• Task goal
Write the data out again in full, with no departure from the original.

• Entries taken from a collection
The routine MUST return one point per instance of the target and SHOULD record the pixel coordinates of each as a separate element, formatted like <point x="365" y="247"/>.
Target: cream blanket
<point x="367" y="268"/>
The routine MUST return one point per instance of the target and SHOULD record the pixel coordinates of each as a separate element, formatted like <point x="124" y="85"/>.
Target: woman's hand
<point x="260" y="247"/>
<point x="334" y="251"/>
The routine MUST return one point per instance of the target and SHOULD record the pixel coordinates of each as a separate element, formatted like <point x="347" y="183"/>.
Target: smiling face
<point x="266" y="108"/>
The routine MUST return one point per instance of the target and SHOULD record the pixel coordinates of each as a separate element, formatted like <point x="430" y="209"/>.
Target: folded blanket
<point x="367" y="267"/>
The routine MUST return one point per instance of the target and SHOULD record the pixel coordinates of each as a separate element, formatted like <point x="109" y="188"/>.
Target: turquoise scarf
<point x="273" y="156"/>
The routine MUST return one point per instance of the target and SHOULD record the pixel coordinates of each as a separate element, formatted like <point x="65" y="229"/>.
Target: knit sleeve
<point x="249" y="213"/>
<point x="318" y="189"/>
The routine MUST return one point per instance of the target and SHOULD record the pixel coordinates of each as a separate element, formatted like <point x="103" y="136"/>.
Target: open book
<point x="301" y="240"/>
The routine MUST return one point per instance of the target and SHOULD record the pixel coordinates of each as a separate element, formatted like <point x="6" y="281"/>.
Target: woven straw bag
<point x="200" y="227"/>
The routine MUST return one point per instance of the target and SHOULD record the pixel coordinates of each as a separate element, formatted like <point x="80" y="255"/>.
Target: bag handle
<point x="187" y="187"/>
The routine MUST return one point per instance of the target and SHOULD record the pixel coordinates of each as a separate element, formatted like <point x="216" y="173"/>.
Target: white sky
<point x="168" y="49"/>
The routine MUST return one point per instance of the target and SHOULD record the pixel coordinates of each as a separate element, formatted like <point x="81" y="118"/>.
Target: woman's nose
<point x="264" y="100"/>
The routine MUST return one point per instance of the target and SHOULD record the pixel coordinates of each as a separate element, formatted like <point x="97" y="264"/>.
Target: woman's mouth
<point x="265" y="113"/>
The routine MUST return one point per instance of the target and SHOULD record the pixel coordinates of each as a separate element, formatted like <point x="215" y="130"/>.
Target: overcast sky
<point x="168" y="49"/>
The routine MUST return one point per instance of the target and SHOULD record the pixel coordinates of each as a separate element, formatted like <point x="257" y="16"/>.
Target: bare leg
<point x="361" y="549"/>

• Task result
The routine MUST return one point per instance of the target and SHOULD record the pixel coordinates of each as a separate element, formatted like <point x="365" y="247"/>.
Target: cream blanket
<point x="367" y="268"/>
The routine MUST return one point per instance of the target and SHOULD record the pixel coordinates of each as a separate element, formatted like <point x="124" y="85"/>.
Target: woman's hand
<point x="260" y="247"/>
<point x="334" y="251"/>
The routine MUST return one point per instance of the target and SHOULD record the pixel coordinates of each as a separate element, formatted like <point x="347" y="183"/>.
Target: smiling face
<point x="266" y="108"/>
The routine MUST return one point per instance of the target and SHOULD record the pixel coordinates of each as a separate element, formatted like <point x="430" y="209"/>.
Target: folded blanket
<point x="367" y="267"/>
The routine MUST return one point per instance of the target and SHOULD record the pixel coordinates of each as a separate element, formatted like <point x="109" y="188"/>.
Target: turquoise scarf
<point x="273" y="156"/>
The routine MUST return one point per instance of the target and SHOULD record the pixel coordinates of each as a separate element, formatted like <point x="65" y="229"/>.
Target: knit sleeve
<point x="249" y="213"/>
<point x="318" y="189"/>
The routine MUST return one point per instance of the target and SHOULD record the pixel coordinates of each as a separate element, formatted like <point x="103" y="136"/>.
Target: open book
<point x="301" y="240"/>
The routine MUST return one point per instance of the target and SHOULD record the pixel coordinates of each as a separate element, formatted like <point x="6" y="281"/>.
Target: woven straw bag
<point x="200" y="227"/>
The routine MUST return one point per instance of the target and SHOULD record the pixel coordinates of each as a separate element, formatted like <point x="80" y="255"/>.
Target: bag handle
<point x="187" y="187"/>
The routine MUST return one point per instance of the target and SHOULD record the pixel coordinates of each as a separate element, formatted like <point x="216" y="173"/>.
Target: white sky
<point x="168" y="49"/>
The routine MUST return one point per instance of the target and SHOULD record the pixel coordinates of each as a separate element, formatted like <point x="81" y="118"/>.
Target: woman's nose
<point x="264" y="100"/>
The routine MUST return one point per instance of the target and SHOULD record the pixel coordinates of each as a separate element, formatted like <point x="97" y="264"/>.
Target: woman's mouth
<point x="265" y="113"/>
The routine MUST return one point per instance of the target and SHOULD record the pixel coordinates of each as a separate element, formatted like <point x="215" y="130"/>.
Target: overcast sky
<point x="168" y="49"/>
The routine MUST return one point per instance of the target and SHOULD record the pixel coordinates of each as a separate element, formatted like <point x="257" y="16"/>.
Target: bare leg
<point x="361" y="549"/>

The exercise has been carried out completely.